_Problemi da risolvere_
A. Trascrivi senza cambiare nulla la parte dell'articolo sull'epatite C compresa tra "EpatiteGli scienziati hanno" e "tutto il mondo.", inclusi.
B. Scrivi il seguito dell'articolo sull'epatite C, partendo dopo l'ultima frase riportata.

_Brano scelto_
■ ■ ■ ■ ■ ■ ■
Scritto da Redazione di Gaianews.it il 18.01.2012

EpatiteGli scienziati hanno identificato un nuovo potenziale metodo per bloccare il ciclo di vita del virus dell’epatite C, che potrebbe portare a nuove terapie per le persone colpite dalla malattia.

Più di 170 milioni di persone nel mondo soffrono di epatite C, la malattia causata da infezione cronica da HCV, il virus che la causa. La malattia colpisce il fegato ed è una delle principali cause di cancro del fegato e e di trapianto di fegato in tutto il mondo.

L’HCV si trasmette attraverso il contatto con sangue infetto e non esiste un vaccino per prevenire il contagio. Gli attuali trattamenti contro la malattia sono solo moderatamente efficaci e possono causare gravi effetti collaterali.

“Quando l’HCV infetta una persona, ha bisogno delle cellule di grasso presenti nel fegato per formare nuove particelle virali”, ha detto Jean Francois, professore associato presso il Dipartimento di Microbiologia e Immunologia e Direttore Scientifico del Fondo per le Malattie Infettive e della Ricerca Epidemic (FINDER) dell’Università della British Columbia. “In questo processo provoca l’accumulo di grasso nel fegato e alla fine porta alla disfunzione cronica dell’organo.”
■ ■ ■ ■ ■ ■ ■
Dati di espressioni referenziali
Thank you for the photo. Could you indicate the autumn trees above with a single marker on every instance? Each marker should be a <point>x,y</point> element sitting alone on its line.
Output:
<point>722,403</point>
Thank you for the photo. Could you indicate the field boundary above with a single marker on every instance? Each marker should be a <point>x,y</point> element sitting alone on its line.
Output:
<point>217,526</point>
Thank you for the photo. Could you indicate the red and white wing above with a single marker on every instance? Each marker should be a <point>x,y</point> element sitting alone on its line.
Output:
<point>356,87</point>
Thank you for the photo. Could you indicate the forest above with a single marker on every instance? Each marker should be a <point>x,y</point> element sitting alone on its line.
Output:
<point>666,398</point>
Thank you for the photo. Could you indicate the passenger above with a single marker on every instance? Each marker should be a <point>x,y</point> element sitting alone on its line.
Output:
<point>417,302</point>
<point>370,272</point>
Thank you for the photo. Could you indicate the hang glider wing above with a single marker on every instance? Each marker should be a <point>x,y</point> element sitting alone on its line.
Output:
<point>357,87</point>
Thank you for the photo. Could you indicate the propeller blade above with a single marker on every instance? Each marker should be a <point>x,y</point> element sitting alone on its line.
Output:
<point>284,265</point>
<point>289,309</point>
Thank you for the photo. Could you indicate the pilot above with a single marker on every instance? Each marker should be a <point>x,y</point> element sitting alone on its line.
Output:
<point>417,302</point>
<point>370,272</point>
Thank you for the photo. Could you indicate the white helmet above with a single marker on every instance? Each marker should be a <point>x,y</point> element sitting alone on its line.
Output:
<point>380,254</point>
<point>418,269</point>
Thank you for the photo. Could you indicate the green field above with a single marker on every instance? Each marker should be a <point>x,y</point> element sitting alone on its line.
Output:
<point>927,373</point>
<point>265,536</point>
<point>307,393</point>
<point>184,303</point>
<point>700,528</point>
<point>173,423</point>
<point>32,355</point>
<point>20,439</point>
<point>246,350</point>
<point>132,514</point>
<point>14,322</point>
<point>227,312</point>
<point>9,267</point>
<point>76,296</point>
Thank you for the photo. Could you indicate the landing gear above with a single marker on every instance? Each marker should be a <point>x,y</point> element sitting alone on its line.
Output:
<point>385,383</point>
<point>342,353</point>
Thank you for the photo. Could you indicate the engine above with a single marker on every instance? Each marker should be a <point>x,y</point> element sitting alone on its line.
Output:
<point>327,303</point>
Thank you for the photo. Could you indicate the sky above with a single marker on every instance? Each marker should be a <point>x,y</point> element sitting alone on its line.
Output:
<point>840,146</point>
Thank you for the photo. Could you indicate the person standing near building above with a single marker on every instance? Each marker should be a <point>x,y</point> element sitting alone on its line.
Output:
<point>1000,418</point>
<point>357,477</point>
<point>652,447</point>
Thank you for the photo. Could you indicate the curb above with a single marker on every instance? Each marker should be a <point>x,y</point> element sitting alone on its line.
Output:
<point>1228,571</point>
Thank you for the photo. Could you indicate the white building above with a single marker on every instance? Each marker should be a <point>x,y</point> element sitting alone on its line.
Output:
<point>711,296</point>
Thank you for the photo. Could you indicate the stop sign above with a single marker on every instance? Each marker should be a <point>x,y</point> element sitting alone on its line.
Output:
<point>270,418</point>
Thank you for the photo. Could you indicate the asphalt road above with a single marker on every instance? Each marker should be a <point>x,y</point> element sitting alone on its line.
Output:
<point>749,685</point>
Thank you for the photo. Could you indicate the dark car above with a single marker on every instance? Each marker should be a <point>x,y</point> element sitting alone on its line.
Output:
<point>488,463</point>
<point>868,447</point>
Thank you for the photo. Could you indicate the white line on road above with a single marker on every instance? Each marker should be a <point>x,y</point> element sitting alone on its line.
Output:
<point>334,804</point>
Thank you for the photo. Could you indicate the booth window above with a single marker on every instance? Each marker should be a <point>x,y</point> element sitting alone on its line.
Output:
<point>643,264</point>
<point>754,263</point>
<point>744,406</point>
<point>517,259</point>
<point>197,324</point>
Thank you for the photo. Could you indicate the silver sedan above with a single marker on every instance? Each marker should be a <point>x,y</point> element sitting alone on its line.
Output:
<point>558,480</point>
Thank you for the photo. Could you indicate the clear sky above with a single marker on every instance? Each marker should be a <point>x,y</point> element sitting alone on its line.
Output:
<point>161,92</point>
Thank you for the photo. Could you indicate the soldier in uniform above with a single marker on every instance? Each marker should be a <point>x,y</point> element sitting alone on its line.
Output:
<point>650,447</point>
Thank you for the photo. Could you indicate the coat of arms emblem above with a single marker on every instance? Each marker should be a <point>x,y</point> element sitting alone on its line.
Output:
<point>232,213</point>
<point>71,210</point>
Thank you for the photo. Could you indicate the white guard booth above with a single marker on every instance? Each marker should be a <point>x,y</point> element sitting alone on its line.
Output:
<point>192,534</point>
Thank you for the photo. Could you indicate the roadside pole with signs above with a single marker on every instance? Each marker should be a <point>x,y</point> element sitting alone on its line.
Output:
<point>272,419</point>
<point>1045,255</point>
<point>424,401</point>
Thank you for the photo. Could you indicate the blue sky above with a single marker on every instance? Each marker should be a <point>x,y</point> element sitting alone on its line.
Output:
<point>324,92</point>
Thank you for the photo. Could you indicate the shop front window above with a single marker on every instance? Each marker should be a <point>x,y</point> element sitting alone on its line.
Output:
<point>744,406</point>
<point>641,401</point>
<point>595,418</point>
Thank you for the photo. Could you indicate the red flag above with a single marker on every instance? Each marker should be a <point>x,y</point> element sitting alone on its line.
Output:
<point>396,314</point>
■ ■ ■ ■ ■ ■ ■
_Risposte agli esercizi_
A.
EpatiteGli scienziati hanno identificato un nuovo potenziale metodo per bloccare il ciclo di vita del virus dell’epatite C, che potrebbe portare a nuove terapie per le persone colpite dalla malattia.

Più di 170 milioni di persone nel mondo soffrono di epatite C, la malattia causata da infezione cronica da HCV, il virus che la causa. La malattia colpisce il fegato ed è una delle principali cause di cancro del fegato e e di trapianto di fegato in tutto il mondo.

B.
“L’HCV è in costante mutamento, il che rende difficile lo sviluppo di terapie antivirali che colpiscono il virus stesso. Così abbiamo deciso di adottare un nuovo approccio”.

Jean e il suo team hanno sviluppato un inibitore che riduce la dimensione delle particelle ospiti di grasso nelle cellule epatiche, e questo sembra fermare l’HCV dal “prendere dimora”, moltiplicarsi e infettare altre cellule.

“Il nostro approccio blocca essenzialmente il ciclo di vita del virus, in modo che non può diffondersi e causare ulteriori danni al fegato”, ha detto Jean.

Secondo Jean, l’HCV è uno di una serie di virus che richiedono queste strutture lipidiche per replicarsi nel corpo umano. Questo nuovo approccio per contenere la replicazione dell’HCV potrebbe tradursi in terapie simili per altri virus che causano infezioni gravi negli esseri umani, come il virus della dengue.

Lo studio è stato pubblicato sulla rivista PLoS Pathogens.